**EXERCISE**
Reproduce all of the rows below line for line, without altering anything.

Location identification entries:
:::

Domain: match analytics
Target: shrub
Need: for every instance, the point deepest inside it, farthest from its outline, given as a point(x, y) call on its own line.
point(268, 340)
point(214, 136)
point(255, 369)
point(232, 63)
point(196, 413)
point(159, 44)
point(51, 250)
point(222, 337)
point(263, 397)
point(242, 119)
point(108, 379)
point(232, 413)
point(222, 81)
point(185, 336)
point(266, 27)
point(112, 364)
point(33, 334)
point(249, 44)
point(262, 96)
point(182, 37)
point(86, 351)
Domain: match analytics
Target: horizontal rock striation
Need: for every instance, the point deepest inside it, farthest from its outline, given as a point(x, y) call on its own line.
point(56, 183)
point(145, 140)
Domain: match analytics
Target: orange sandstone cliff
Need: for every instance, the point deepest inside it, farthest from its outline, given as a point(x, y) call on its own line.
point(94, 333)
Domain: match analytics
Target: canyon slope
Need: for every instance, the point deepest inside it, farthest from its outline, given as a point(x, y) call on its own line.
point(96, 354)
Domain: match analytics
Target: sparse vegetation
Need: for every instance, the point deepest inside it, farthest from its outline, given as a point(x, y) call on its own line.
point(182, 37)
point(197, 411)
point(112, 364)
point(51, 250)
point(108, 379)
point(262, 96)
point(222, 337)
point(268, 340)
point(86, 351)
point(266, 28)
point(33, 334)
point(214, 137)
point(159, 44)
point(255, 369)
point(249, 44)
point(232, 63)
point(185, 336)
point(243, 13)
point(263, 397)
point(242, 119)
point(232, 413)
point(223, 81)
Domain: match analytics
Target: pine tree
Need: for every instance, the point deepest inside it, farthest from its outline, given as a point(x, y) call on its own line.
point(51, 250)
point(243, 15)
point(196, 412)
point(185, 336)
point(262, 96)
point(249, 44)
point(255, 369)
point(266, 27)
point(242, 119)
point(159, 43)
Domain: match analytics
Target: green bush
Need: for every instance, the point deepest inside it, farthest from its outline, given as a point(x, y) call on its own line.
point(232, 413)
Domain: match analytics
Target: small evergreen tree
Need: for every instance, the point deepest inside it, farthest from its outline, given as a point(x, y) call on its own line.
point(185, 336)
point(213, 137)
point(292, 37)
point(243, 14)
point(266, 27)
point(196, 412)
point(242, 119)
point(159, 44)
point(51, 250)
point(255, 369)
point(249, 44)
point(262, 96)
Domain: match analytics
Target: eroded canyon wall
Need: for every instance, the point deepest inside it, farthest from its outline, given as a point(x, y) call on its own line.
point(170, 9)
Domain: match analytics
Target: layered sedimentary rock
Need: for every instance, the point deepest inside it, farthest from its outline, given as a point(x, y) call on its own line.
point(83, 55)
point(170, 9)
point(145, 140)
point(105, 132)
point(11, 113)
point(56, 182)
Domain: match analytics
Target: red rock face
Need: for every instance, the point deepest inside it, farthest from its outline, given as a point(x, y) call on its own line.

:::

**RESULT OF THIS EXERCISE**
Domain: match analytics
Target: shrub
Need: for every instance, the point deepest inside it, farthest from its outline, given as a point(x, y) call on its own line.
point(268, 340)
point(214, 136)
point(255, 369)
point(232, 63)
point(196, 413)
point(159, 44)
point(51, 250)
point(222, 337)
point(263, 397)
point(242, 119)
point(108, 379)
point(232, 413)
point(222, 81)
point(185, 336)
point(266, 27)
point(112, 364)
point(33, 334)
point(249, 44)
point(262, 96)
point(182, 37)
point(86, 351)
Domain: match analytics
Target: horizontal rock striation
Need: for every instance, the point deepest inside it, farthest from its outline, given as a point(x, y) call on its own line.
point(56, 183)
point(145, 140)
Domain: match analytics
Target: orange sandstone cliff
Need: for every instance, the point deepest inside it, farthest from its outline, given as a point(x, y) call on its own line.
point(94, 333)
Domain: match analytics
Target: canyon slope
Need: for every instance, the point deepest inside it, farthest from its outline, given as a point(x, y) call on its own line.
point(96, 354)
Domain: match analytics
Target: sparse vegetation
Need: for every instance, the point deepest inside it, farthest from its outline, given as a point(x, y) call on its own line.
point(182, 37)
point(197, 411)
point(112, 364)
point(51, 250)
point(108, 379)
point(262, 96)
point(222, 337)
point(268, 340)
point(86, 351)
point(266, 28)
point(33, 334)
point(214, 137)
point(159, 44)
point(255, 369)
point(249, 44)
point(232, 63)
point(185, 336)
point(243, 13)
point(263, 397)
point(242, 119)
point(232, 413)
point(223, 81)
Domain: match analytics
Target: pine tree
Need: for every instance, the point deepest inside it, farthest from its outline, given as a point(x, y) call on its own line.
point(51, 250)
point(243, 15)
point(196, 412)
point(185, 336)
point(262, 96)
point(249, 44)
point(255, 369)
point(266, 27)
point(242, 119)
point(159, 43)
Domain: match analytics
Target: green bush
Need: for every instance, the point deepest inside it, farthest from its outline, given as a point(x, y) call on its own line.
point(232, 413)
Domain: match analytics
Target: small evergreen tree
Need: for every instance, the point deepest inside it, farthest from its outline, given as a point(x, y) call on its own line.
point(185, 336)
point(213, 137)
point(292, 37)
point(243, 14)
point(266, 27)
point(196, 412)
point(242, 119)
point(159, 44)
point(51, 250)
point(255, 369)
point(249, 44)
point(262, 96)
Domain: match analytics
Target: eroded canyon wall
Need: for every instance, the point deepest inside it, farthest from its outline, given as a point(x, y) call on its own line.
point(170, 9)
Domain: match analytics
Target: layered sedimentary rock
Need: for every instance, the point deepest inside it, farthest from its outline, given as a point(x, y) call on its own line.
point(83, 55)
point(170, 9)
point(145, 140)
point(105, 132)
point(11, 113)
point(56, 182)
Domain: match analytics
Target: red rock face
Need: for every instance, the point deepest inside it, farthest from its outline, given as a point(x, y) call on its own line.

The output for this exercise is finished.